WORK TO BE COMPLETED. Rewrite the listing below with each "instance" changed to "occurrence" and nothing else altered.

** START EXCERPTED RECORDS **

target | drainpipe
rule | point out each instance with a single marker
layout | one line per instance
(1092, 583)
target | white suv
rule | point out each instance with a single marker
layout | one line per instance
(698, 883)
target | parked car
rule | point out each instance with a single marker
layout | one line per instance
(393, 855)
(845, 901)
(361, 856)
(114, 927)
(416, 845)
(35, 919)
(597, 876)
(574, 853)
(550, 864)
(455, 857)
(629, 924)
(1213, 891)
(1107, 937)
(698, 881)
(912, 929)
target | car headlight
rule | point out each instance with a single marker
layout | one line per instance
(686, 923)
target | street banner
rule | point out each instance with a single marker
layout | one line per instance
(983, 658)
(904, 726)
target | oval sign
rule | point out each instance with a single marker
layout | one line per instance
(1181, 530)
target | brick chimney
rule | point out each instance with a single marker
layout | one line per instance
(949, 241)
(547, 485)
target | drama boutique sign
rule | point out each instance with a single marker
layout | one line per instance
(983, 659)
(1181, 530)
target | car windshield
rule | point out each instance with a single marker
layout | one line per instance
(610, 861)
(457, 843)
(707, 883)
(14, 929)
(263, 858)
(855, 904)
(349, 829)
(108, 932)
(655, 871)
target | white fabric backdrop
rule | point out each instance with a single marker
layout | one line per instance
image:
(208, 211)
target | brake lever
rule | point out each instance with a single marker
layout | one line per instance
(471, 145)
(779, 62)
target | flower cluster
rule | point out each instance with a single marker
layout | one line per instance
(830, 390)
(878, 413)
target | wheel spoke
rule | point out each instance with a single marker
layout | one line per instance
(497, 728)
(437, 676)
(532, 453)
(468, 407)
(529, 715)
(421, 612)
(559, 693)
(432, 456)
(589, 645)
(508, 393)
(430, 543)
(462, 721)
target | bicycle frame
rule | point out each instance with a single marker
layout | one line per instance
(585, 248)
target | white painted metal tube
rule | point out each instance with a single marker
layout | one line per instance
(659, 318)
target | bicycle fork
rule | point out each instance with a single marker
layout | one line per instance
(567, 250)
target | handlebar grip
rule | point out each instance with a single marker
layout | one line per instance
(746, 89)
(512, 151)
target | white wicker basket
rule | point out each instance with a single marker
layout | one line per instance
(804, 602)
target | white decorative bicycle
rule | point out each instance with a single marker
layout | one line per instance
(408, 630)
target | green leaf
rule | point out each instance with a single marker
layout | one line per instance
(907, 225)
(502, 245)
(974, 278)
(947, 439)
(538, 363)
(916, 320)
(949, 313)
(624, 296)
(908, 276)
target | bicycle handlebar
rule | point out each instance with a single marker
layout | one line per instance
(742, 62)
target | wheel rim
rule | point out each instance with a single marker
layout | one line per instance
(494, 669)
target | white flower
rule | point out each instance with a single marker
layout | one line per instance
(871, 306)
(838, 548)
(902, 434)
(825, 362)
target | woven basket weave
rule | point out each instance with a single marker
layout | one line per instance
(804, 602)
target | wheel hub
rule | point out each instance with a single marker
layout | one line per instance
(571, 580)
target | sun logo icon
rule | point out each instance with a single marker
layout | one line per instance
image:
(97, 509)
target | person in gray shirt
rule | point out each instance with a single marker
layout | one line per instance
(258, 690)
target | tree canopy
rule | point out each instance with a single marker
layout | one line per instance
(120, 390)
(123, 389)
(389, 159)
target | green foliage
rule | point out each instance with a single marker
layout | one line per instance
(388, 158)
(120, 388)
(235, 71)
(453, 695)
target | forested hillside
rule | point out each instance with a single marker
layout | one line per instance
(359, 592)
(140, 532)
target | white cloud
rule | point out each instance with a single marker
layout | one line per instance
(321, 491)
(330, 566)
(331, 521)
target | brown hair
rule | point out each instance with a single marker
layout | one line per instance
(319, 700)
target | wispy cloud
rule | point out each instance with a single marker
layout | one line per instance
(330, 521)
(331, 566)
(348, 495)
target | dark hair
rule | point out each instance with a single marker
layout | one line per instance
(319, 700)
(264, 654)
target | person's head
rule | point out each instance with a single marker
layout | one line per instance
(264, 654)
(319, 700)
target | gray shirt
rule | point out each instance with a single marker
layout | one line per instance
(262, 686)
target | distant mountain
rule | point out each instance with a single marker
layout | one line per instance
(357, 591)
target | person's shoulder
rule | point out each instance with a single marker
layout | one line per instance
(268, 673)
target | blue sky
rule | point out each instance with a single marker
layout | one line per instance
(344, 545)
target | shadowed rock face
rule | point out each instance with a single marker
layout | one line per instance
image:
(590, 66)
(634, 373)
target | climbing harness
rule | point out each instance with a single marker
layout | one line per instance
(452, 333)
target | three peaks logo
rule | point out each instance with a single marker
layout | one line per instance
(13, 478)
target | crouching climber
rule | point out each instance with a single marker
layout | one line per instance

** END EXCERPTED RECORDS **

OUTPUT OF THE TASK.
target | drainpipe
rule | point out each occurrence with a single marker
layout | one line per occurrence
(1092, 583)
target | white suv
rule | point out each occurrence with a single marker
layout | one line per occurrence
(698, 883)
target | parked car
rule | point out each occurrence with a single marker
layout | one line per occurrence
(393, 855)
(845, 901)
(361, 856)
(114, 927)
(416, 845)
(35, 919)
(597, 876)
(574, 853)
(550, 864)
(455, 857)
(629, 924)
(1213, 891)
(1107, 937)
(698, 881)
(912, 929)
target | car headlight
rule | point out each occurrence with a single marker
layout | one line per occurrence
(686, 923)
target | street banner
rule | point out each occurrence with a single marker
layout | one line per occurrence
(983, 658)
(904, 726)
target | oval sign
rule | point out each occurrence with a single marker
layout | one line per occurrence
(1181, 530)
target | brick chimney
rule | point out each occurrence with a single marker
layout | one line per occurrence
(949, 241)
(547, 485)
target | drama boutique sign
rule | point out each occurrence with a single marker
layout | one line per occurrence
(983, 659)
(1181, 530)
target | car windshield
rule | point out each occurrence with a single marker
layout | one line per occurrence
(610, 861)
(457, 843)
(707, 883)
(14, 929)
(263, 858)
(855, 904)
(349, 829)
(108, 932)
(655, 871)
target | white fabric backdrop
rule | point out each occurrence with a single marker
layout | one line per occurrence
image:
(208, 211)
target | brake lever
rule | point out each occurrence with a single marker
layout | one line per occurrence
(471, 145)
(779, 62)
target | flower cluster
rule | point out each occurrence with a single marker
layout | one line per occurrence
(830, 390)
(878, 413)
target | wheel spoke
rule | point out each occurrence with a single marker
layout | one line per occurrence
(497, 728)
(437, 676)
(532, 453)
(468, 407)
(529, 715)
(421, 612)
(559, 693)
(432, 456)
(589, 645)
(508, 393)
(430, 543)
(462, 721)
target | bicycle frame
rule | point out each occurrence with a single marker
layout | one line per occurrence
(585, 248)
target | white painted metal tube
rule | point out each occurrence with a single marker
layout | one line per occurrence
(659, 318)
target | bicycle fork
rule | point out each occurrence with a single marker
layout | one line per occurrence
(567, 250)
target | handlebar grip
rule | point out each occurrence with a single marker
layout | one line per occurrence
(746, 89)
(512, 151)
target | white wicker basket
rule | point out each occurrence with a single marker
layout | one line per occurrence
(804, 602)
target | white decorative bicycle
rule | point out each occurrence with a single marker
layout | one line per occurrence
(408, 630)
target | green leaf
rule | point out each occurrence with a single marker
layout | one line per occurrence
(907, 225)
(502, 245)
(974, 278)
(947, 439)
(538, 363)
(916, 320)
(949, 313)
(624, 296)
(908, 276)
target | bicycle handlebar
rule | point out each occurrence with a single marker
layout | one line per occurrence
(742, 62)
target | wheel rim
rule | point out each occurrence with a single marker
layout | one line per occurrence
(494, 669)
target | white flower
rule | point out each occurrence with a single marker
layout | one line per occurrence
(871, 306)
(838, 548)
(902, 434)
(825, 362)
target | woven basket weave
rule | point out each occurrence with a single marker
layout | one line per occurrence
(804, 602)
target | wheel hub
rule | point out each occurrence with a single marker
layout | one line per occurrence
(571, 580)
target | sun logo icon
rule | point out each occurrence with a single marker
layout | one line per occurrence
image:
(97, 509)
target | person in gray shirt
rule | point out each occurrence with a single marker
layout | one line per occurrence
(258, 690)
target | tree canopy
rule | point out each occurrence with a single marker
layout | one line per occurrence
(120, 390)
(123, 389)
(389, 159)
target | green foliage
rule | point out each occurrence with a single marker
layout | one line per occurrence
(388, 158)
(120, 388)
(235, 71)
(453, 695)
target | forested hillside
rule | point out each occurrence with a single marker
layout | one line per occurrence
(359, 592)
(140, 532)
target | white cloud
rule | point out each occurrence with a single marker
layout | one line per occurrence
(321, 491)
(330, 566)
(331, 521)
target | brown hair
rule | point out each occurrence with a single marker
layout | one line per occurrence
(319, 700)
target | wispy cloud
rule | point out each occurrence with a single marker
layout | one line per occurrence
(330, 521)
(331, 566)
(348, 495)
target | dark hair
rule | point out each occurrence with a single marker
layout | one line per occurrence
(319, 700)
(264, 654)
target | person's head
rule | point out each occurrence with a single marker
layout | one line per occurrence
(264, 654)
(319, 700)
target | gray shirt
rule | point out each occurrence with a single marker
layout | one line per occurrence
(262, 686)
target | distant mountain
rule | point out each occurrence with a single marker
layout | one line per occurrence
(357, 591)
target | person's shoulder
rule | point out each occurrence with a single marker
layout | one line per occurrence
(268, 673)
target | blue sky
rule | point out each occurrence with a single marker
layout | one line per occurrence
(344, 545)
target | shadowed rock face
rule | point out each occurrence with a single marker
layout | one line per occurrence
image:
(590, 66)
(634, 373)
target | climbing harness
rule | point out each occurrence with a single marker
layout | one line per occurrence
(452, 333)
target | three peaks logo
rule | point out each occurrence with a single marker
layout | one line per occurrence
(13, 478)
target | crouching climber
rule | point out each occurrence with a single marker
layout | one line per occurrence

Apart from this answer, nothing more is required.